**Document extract**
James Rowberry Named Head of Elite Coach Education at Football Association of Wales
James Rowberry is the new Head of Elite Coach Education at the Football Association of Wales. The 38-year-old Football Careers client has ended a three-month period of self-reflection after the sack as boss at his hometown club Newport County with a wholly positive start to 2023.
James experienced the brutal nature of football management in October when he was axed at Rodney Parade with the club struggling in the English League Two relegation zone. He spent less than a year in charge of County and there were signs of promise but after a tough end to last season and a toiling start to the new campaign, an accomplished and forward-thinking coach paid the price.
There is no trace of bitterness from James who stressed in an interview:
“I’ve been reflecting a lot, I’ve gone around clubs – Burnley, Norwich, Swansea – and have seen a lot of people. I’m trying to learn, reflect and review how I see the game and what I can do better.

**Extracted data**
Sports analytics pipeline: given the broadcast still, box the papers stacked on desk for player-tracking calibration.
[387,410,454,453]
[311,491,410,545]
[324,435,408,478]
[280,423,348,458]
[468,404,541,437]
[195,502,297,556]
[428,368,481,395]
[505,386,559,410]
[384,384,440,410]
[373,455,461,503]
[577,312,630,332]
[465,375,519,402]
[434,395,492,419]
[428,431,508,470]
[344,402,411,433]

* * *

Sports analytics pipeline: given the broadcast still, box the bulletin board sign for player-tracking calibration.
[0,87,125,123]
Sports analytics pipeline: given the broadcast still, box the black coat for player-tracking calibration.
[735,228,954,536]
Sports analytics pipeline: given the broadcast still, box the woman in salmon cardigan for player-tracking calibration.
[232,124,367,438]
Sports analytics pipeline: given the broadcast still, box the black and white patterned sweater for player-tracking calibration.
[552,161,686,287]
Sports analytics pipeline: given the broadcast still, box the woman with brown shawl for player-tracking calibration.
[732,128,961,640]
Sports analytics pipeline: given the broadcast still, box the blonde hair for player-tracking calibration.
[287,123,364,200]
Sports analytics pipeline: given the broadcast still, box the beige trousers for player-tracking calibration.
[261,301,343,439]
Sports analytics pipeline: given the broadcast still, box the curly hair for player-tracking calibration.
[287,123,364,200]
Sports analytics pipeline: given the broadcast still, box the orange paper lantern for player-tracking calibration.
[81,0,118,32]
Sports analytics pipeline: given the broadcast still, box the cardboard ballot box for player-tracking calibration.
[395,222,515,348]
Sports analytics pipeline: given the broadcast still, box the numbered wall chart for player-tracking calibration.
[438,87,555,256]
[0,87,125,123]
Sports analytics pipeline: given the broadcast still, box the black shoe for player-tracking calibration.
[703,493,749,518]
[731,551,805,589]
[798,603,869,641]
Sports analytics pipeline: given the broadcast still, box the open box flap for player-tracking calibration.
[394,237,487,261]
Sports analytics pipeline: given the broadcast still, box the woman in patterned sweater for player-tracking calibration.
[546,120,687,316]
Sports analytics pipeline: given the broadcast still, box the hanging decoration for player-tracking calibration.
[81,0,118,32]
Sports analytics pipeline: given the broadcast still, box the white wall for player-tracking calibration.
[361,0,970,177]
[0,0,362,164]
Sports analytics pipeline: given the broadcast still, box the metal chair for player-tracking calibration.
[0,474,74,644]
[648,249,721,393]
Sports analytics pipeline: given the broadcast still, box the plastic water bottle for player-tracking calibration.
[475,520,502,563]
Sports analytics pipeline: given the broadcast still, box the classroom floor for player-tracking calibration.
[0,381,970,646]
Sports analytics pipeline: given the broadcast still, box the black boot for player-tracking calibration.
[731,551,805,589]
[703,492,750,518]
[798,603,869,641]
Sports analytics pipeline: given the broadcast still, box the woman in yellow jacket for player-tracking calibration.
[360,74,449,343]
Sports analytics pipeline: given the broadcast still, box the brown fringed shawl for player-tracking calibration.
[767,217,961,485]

**Actions to take**
- 1) Which clubs does the article on James Rowberry's appointment say he has gone around while reflecting?
- 2) Continue the article on James Rowberry's appointment from the point where it stops.

**Task results**
- 1) Burnley, Norwich, Swansea

- 2)
“I’ve been watching a lot of my training sessions back and have been clipping things down, while I’ve watched games back that we played last year and this season. I’ve been thinking about what went really well and what could have been better.
“It’s been difficult, the truth is that you have your good moments and bad moments. That’s normal and I am lucky to have a good support network around me.”
The FAW has long had a stellar reputation as a coaching pathway and now the technical staff has been bolstered by another highly respected presence in the Welsh game.
UEFA Pro Licence coach James is relishing the new challenge already but he confessed that the pressure of bossing his hometown team is something he will use as a learning experience. He stressed:
“As a leader, you have to take responsibility and there were two major things for me. I wish that I had stuck to my principles more. I thought about maybe trying to be more pragmatic and recruited that way to a degree.
“The second thing was to not be so hard on myself. I am from Newport and live in Newport, I lived and breathed it. The club might not be Manchester United but to us in Newport it is huge. I probably put too much pressure on myself for success and was too tough on myself.”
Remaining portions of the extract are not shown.